§ Entries from a dataset
================================
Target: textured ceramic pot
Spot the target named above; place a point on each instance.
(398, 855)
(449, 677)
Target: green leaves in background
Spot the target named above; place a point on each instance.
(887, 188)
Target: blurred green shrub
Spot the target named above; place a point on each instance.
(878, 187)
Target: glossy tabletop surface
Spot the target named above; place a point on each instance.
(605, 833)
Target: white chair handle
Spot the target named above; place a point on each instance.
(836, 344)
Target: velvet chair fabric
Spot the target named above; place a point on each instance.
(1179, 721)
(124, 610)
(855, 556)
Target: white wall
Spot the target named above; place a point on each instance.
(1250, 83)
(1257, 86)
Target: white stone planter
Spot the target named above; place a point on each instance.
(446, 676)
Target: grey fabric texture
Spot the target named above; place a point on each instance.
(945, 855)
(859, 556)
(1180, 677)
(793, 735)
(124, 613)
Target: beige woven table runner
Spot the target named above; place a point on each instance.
================================
§ GIVEN REQUEST
Please format the items as a Markdown table with the columns "Entry" and "Content," one numbered row per line and no rows for blank lines. Start at the line containing "Target: white stone planter" and run through the last line of the items.

§ ANSWER BELOW
| Entry | Content |
|---|---|
| 1 | Target: white stone planter |
| 2 | Spot the target named above; place a point on each instance. |
| 3 | (446, 676) |
| 4 | Target: grey fabric texture |
| 5 | Spot the target named above; place a point on each instance. |
| 6 | (945, 855) |
| 7 | (859, 556) |
| 8 | (1180, 677) |
| 9 | (793, 735) |
| 10 | (124, 613) |
| 11 | Target: beige woven table runner |
| 12 | Spot the target named above; place a point on each instance. |